* [Provided passage]
-- START --

March 29, 2016

Black Bottom Archives as a Model for Legacy Preservation and Community-Building

The Black Bottom neighborhood in Detroit was located on the Near East Side, inscribed by Gratiot Avenue, Brush Street, Vernor Highway and the Grand Trunk railroad tracks. From the early 1900s until the 1950s, the neighborhood was Detroit’s burgeoning Black cultural hub. Following the mass migration to the North by Southern Black people, Black Bottom housed much of the Black population of the city and boasted hundreds of Black-owned businesses. Though the neighborhood was formed due in large part to racism and segregation, Black Bottom residents created an oasis of Black culture with the many nightclubs, theaters, grocers, schools, barbershops and stores that lined the residential and commercial streets and made up the popular strip on Hastings Street. This self-sustaining community of Black people in Detroit was an example of the success and vitality that are possible when community members support each other socially and economically.

-- END --

* [Information supplied]
-- START --

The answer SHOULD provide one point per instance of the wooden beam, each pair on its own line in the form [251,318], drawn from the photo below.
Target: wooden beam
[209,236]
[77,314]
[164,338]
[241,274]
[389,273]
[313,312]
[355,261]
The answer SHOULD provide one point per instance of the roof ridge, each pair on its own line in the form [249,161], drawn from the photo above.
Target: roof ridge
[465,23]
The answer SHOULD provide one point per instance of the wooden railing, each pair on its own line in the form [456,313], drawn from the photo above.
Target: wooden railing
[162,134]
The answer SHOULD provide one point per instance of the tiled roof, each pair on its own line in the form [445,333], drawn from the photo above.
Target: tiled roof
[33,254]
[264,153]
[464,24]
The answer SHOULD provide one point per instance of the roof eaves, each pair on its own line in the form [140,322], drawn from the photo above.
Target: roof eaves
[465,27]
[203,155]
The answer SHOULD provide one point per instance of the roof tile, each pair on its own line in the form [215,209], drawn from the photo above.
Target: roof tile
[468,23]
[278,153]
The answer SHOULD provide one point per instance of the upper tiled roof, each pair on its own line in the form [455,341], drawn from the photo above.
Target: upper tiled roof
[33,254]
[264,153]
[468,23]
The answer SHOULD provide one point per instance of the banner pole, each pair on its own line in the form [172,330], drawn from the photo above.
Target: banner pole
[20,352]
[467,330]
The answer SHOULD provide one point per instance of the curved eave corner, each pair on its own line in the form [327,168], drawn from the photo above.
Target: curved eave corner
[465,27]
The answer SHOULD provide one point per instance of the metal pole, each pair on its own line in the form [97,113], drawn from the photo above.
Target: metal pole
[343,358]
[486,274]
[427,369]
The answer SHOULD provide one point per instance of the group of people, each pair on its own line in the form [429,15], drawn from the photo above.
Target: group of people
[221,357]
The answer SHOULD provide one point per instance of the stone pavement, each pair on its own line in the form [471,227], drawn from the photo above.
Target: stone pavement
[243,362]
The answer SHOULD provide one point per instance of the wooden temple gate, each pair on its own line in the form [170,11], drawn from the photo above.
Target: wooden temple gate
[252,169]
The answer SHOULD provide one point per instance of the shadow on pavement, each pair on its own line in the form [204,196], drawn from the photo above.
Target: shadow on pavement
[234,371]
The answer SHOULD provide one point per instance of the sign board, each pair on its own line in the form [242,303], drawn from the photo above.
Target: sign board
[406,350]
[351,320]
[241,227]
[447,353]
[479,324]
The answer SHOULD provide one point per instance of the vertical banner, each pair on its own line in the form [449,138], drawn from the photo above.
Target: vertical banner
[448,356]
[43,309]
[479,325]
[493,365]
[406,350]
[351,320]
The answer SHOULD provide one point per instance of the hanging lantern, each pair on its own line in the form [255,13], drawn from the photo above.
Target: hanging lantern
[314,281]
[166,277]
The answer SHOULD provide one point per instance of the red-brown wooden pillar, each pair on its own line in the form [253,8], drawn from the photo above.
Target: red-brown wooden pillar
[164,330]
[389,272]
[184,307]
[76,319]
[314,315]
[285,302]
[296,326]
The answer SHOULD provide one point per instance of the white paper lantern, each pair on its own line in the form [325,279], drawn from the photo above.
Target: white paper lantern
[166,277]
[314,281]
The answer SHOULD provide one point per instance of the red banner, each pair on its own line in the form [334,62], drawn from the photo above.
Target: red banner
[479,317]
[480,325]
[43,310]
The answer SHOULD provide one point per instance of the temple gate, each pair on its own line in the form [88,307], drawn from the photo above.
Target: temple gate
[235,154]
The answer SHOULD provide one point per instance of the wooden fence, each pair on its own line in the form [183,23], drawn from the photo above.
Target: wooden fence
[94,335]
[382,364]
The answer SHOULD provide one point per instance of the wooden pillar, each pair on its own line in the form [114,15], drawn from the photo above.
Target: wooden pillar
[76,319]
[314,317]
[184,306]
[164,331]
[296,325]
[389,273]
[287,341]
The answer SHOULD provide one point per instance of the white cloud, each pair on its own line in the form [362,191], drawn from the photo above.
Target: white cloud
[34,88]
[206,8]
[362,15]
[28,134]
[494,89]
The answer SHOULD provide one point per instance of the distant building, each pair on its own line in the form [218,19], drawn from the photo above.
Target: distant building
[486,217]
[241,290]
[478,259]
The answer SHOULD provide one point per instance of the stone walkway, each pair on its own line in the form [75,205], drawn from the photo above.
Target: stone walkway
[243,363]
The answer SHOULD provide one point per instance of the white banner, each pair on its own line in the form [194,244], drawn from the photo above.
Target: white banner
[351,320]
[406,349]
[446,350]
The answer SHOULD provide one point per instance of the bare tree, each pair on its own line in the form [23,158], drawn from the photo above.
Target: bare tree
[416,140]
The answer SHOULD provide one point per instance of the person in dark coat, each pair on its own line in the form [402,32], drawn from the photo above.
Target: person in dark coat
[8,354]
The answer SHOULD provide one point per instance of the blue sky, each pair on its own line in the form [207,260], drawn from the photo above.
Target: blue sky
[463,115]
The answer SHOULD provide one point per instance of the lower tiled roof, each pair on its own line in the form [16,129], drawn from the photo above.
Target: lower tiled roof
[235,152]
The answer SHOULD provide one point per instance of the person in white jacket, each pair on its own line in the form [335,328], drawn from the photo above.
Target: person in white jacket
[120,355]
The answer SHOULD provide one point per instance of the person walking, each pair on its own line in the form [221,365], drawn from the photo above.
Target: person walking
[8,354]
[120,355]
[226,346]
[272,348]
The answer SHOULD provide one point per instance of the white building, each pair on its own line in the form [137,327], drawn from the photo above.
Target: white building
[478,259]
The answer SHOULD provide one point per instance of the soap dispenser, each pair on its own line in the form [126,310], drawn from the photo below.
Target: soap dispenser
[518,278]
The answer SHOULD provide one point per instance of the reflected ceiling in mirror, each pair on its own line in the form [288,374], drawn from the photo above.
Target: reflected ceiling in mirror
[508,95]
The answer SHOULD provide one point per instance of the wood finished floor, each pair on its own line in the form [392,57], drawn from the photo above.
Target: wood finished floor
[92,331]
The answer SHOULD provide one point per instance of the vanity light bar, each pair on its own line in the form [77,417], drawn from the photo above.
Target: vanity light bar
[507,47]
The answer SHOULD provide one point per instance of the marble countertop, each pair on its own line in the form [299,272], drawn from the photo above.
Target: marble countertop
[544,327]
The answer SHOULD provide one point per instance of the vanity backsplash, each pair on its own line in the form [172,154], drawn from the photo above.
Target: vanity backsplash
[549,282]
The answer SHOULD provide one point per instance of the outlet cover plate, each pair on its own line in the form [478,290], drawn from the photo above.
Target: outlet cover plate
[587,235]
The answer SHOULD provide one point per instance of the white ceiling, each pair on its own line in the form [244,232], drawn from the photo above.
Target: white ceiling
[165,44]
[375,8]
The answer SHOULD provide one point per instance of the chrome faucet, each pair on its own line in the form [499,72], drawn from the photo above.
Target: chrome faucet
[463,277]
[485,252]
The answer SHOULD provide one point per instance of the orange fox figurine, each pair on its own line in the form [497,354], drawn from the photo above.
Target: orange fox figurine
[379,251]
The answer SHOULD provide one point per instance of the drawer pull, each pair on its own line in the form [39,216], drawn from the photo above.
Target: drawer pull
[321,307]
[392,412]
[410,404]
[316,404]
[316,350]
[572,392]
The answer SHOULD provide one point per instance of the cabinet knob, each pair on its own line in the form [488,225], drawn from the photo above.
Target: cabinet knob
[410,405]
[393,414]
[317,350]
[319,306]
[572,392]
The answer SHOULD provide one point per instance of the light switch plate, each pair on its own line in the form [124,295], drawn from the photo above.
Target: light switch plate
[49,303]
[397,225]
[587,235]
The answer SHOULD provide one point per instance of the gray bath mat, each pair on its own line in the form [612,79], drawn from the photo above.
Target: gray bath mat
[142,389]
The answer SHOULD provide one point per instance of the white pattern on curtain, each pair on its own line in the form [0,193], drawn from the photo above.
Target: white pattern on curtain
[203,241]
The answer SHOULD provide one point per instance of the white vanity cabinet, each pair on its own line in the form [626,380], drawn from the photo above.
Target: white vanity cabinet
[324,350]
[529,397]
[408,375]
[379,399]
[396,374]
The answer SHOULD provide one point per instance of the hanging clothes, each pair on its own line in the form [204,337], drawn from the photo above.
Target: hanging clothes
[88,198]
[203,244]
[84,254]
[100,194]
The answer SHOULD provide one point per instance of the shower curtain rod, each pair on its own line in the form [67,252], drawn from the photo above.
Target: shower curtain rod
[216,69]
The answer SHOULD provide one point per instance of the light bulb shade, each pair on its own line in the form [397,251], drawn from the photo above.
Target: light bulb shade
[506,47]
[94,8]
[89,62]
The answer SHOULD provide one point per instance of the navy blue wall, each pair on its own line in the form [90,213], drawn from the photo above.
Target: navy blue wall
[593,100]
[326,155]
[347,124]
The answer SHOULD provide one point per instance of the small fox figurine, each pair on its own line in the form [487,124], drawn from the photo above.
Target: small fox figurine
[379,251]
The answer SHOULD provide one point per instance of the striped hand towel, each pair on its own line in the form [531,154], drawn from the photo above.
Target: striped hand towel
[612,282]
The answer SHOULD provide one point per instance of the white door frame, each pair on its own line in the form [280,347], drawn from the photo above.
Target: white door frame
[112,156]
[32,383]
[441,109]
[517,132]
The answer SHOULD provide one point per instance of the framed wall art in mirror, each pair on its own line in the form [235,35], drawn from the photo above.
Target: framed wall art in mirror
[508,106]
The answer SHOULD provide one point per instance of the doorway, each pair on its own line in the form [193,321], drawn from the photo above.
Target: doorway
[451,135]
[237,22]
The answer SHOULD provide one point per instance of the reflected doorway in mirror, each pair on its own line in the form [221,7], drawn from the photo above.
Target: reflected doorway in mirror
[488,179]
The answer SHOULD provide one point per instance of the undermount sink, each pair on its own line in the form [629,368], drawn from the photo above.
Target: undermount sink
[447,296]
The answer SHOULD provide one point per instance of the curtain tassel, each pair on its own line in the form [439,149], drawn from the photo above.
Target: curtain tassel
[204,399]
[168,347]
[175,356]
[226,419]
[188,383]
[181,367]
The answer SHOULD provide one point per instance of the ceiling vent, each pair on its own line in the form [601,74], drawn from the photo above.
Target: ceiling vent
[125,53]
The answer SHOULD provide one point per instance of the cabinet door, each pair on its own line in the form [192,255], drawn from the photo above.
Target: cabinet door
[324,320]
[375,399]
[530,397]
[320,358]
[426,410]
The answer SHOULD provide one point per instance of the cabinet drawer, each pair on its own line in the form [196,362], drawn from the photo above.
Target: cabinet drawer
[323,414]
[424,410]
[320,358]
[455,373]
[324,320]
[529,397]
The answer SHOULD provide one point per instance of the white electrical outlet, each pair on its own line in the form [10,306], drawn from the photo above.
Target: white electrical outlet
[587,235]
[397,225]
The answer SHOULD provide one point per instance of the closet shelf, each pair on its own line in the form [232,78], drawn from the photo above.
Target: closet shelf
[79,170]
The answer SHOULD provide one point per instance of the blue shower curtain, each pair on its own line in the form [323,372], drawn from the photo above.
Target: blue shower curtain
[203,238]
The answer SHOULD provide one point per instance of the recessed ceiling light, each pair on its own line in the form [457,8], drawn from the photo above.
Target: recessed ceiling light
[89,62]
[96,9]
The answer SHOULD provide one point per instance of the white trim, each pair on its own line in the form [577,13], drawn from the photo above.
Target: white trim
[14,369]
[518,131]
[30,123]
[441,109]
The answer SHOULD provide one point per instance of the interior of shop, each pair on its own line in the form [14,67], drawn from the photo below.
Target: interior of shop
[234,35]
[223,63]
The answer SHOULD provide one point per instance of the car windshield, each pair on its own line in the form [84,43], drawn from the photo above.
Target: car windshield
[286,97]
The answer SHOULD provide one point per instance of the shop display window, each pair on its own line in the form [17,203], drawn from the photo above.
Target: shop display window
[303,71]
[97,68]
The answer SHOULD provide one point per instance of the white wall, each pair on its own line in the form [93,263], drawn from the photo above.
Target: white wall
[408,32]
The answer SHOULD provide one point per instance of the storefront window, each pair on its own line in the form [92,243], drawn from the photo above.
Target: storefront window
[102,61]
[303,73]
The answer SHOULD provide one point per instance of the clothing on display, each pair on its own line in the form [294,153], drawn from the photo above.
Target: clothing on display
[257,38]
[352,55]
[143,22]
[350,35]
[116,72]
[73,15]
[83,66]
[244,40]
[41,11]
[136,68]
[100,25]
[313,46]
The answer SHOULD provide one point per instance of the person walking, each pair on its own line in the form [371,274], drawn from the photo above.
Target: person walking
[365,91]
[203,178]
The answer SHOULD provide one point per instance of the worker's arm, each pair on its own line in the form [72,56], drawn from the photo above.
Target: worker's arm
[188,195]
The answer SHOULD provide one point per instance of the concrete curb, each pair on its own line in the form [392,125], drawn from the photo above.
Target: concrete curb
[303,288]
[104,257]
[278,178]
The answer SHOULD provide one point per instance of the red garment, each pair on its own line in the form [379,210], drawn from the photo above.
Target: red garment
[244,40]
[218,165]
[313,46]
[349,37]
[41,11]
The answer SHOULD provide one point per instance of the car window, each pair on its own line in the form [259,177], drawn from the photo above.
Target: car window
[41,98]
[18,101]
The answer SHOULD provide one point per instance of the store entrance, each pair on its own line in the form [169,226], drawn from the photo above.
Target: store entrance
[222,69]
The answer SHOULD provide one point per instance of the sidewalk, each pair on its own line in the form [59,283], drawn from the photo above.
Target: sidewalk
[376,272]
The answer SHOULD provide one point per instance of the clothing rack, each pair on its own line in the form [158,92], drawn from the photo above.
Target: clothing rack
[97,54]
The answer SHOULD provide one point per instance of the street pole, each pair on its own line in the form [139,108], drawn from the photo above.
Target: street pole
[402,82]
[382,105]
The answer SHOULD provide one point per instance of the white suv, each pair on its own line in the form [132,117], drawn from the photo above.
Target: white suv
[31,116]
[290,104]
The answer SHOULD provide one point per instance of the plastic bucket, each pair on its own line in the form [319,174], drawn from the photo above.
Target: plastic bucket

-- END --

* [Exercise A]
In the passage about Detroit's Black Bottom neighborhood, which street was home to the popular strip?
* [Exercise B]
Write the next part of the passage about Detroit's Black Bottom neighborhood, picking up after its last sentence.

* [Task response A]
Hastings Street.

* [Task response B]
Urban Renewal and the “New” Detroit

In 1954, the city’s call for redevelopment in the name of “urban renewal” and “beautification” spurred the construction of the I-375 freeway. The freeway, still there today, runs downtown and cuts directly through the area once known as Black Bottom. This development destroyed the neighborhood and the community that had been cultivated over decades. It caused hundreds of Black people and businesses to be displaced and created the first major diasporic shift of Black people in the city. Many Black people moved to other neighborhoods around Detroit, where they experienced racist lending and housing practices. One glaring example of segregation was the 8-Mile Wall, a six-foot structure erected to literally separate Black residents from white homeowners. The wall still stands today, and though no longer used as a racial divider, it serves to remind long-time Black residents of the displacement and separation that are part of the city’s legacy.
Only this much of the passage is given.